8. The RF amplification system of claim 1, wherein: said regulator
circuit includes a negative envelope detector to detect said
negative envelope of said RF output signal on said output node of
said power amplifier.
9. The RF amplification system of claim 8, wherein: said regulator
circuit includes a control amplifier to compare said negative
envelope to said predetermined voltage level.
10. The RF amplification system of claim 9, wherein: said regulator
circuit includes a device to allow current flow from the second
power source to the power node in response to an output signal of
the control amplifier.
11. The RF amplification system of claim 1, comprising: at least
one first power source terminal to connect said RF amplification
system to the first power source.
12. The RF amplification system of claim 1, comprising: at least
one second power source terminal to connect said RF amplification
system to the second power source.
13. The RF amplification system of claim 1, further comprising: a
capacitor connected between said power node and a common node, said
capacitor having a relatively low impedance at RF frequencies of
the RF output signal and a relatively high impedance at envelope
frequencies of the RF output signal.
14. The RF amplification system of claim 1, further comprising: a
second switch circuit to controllably couple said power node to a
third power source having a third potential, wherein said third
potential is different from said first said second potentials.

# # # # #

* Problems to work on:
**A)** Answer these questions about the patent claims:
(i) According to claim 8, what does the negative envelope detector detect?
(ii) According to claim 9, what does the control amplifier compare the negative envelope to?
(iii) According to claim 13, between which two nodes is the capacitor connected?
**B)** Count the lines of the entries that contain the string "clearing", treating case as significant, and give only the number.
The patent claims and the entries share no connection and are separate material.

# # # # #

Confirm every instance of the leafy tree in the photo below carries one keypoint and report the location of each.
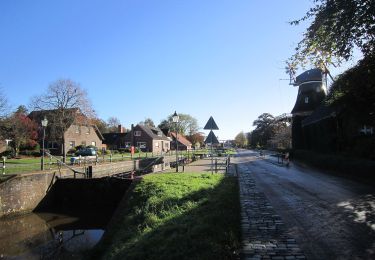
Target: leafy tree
(148, 122)
(337, 28)
(66, 103)
(187, 124)
(112, 124)
(264, 128)
(240, 140)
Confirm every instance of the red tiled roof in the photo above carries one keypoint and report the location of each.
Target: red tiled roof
(181, 138)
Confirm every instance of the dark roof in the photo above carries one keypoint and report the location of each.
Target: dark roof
(313, 93)
(112, 138)
(153, 132)
(324, 111)
(181, 139)
(38, 115)
(309, 75)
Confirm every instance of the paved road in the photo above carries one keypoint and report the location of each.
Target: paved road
(330, 217)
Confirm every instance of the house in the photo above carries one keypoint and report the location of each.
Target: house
(311, 93)
(147, 139)
(115, 141)
(183, 143)
(77, 130)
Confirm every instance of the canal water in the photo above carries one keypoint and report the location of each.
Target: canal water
(50, 235)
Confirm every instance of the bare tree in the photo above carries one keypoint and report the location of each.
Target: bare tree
(113, 123)
(65, 102)
(148, 122)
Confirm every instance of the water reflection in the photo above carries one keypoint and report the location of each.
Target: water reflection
(49, 236)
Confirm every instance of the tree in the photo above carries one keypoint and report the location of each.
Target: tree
(148, 122)
(112, 124)
(187, 124)
(264, 129)
(66, 102)
(240, 140)
(100, 124)
(337, 28)
(21, 130)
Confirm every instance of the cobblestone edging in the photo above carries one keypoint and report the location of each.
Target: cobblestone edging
(263, 232)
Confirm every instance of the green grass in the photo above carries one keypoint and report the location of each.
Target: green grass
(176, 216)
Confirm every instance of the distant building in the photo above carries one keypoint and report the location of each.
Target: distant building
(311, 93)
(183, 143)
(147, 139)
(78, 132)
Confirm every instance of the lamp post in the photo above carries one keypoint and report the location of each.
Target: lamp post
(44, 125)
(175, 119)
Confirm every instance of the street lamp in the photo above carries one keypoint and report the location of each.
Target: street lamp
(44, 125)
(175, 119)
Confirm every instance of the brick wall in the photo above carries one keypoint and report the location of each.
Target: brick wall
(24, 192)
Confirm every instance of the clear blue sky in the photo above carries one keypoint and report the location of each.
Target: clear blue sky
(139, 59)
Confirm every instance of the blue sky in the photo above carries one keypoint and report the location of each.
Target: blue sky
(140, 59)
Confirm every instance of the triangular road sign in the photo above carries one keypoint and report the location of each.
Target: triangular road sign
(211, 138)
(211, 125)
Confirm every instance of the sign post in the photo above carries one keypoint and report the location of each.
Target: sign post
(211, 125)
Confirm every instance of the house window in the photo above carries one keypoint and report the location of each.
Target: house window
(141, 145)
(52, 145)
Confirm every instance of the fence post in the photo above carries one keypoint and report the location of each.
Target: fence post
(50, 162)
(4, 164)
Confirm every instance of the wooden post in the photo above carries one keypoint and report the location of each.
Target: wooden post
(4, 164)
(50, 162)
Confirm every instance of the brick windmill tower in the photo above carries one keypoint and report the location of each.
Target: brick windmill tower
(311, 93)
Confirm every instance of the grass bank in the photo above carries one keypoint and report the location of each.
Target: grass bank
(176, 216)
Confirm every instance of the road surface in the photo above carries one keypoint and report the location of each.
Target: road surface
(330, 217)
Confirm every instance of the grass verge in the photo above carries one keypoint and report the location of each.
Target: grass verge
(176, 216)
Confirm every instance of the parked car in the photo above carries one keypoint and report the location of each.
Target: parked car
(88, 151)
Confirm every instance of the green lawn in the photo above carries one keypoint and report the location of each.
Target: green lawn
(176, 216)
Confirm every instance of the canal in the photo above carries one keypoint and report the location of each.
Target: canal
(67, 223)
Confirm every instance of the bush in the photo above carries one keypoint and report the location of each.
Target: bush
(30, 153)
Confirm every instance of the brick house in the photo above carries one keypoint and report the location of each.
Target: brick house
(114, 141)
(183, 143)
(79, 131)
(147, 139)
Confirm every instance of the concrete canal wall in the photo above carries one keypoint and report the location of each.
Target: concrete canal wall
(23, 192)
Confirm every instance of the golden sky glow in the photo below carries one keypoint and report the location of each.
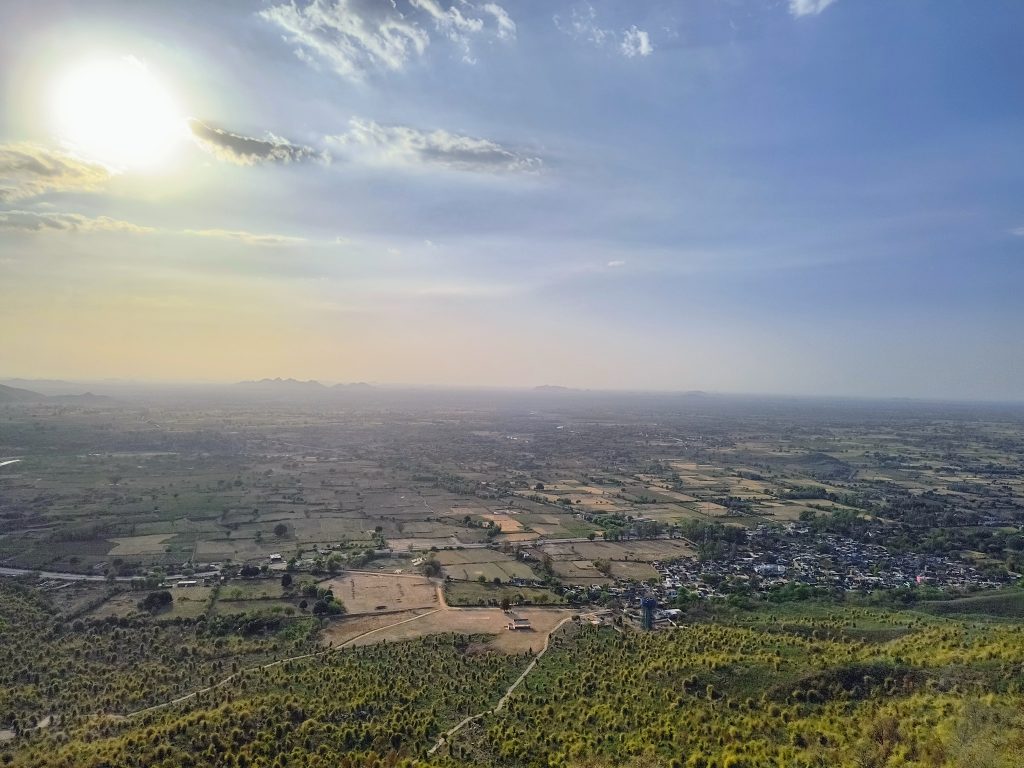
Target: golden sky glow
(116, 112)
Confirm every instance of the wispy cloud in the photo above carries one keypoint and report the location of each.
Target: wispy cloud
(636, 42)
(356, 37)
(37, 222)
(808, 7)
(240, 150)
(28, 171)
(251, 239)
(582, 24)
(32, 221)
(404, 145)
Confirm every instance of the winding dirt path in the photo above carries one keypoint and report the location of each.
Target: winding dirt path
(505, 697)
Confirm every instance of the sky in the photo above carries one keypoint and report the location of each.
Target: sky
(806, 197)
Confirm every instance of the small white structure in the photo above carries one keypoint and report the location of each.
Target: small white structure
(518, 623)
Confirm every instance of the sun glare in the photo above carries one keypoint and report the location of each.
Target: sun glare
(117, 113)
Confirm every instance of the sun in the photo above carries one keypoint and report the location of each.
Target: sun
(117, 113)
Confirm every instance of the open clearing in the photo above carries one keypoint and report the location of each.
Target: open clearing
(373, 593)
(462, 621)
(139, 545)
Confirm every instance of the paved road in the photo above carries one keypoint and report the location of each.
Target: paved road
(65, 577)
(475, 545)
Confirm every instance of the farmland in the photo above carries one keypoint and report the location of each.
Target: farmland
(343, 572)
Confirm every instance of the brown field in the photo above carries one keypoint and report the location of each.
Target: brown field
(639, 571)
(372, 593)
(463, 621)
(506, 522)
(139, 545)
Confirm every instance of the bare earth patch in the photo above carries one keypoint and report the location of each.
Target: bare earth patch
(462, 621)
(374, 593)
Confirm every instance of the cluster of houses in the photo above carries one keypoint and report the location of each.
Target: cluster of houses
(828, 561)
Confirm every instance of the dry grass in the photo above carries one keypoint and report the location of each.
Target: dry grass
(463, 621)
(373, 593)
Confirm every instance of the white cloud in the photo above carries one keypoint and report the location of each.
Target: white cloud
(251, 239)
(582, 25)
(233, 147)
(356, 37)
(44, 222)
(636, 42)
(403, 145)
(808, 7)
(506, 27)
(31, 221)
(28, 171)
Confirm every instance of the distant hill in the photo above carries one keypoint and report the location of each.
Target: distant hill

# # # # #

* Answer list:
**A)**
(i) The negative envelope of the RF output signal on the output node of the power amplifier.
(ii) The predetermined voltage level.
(iii) The power node and a common node.

**B)** 2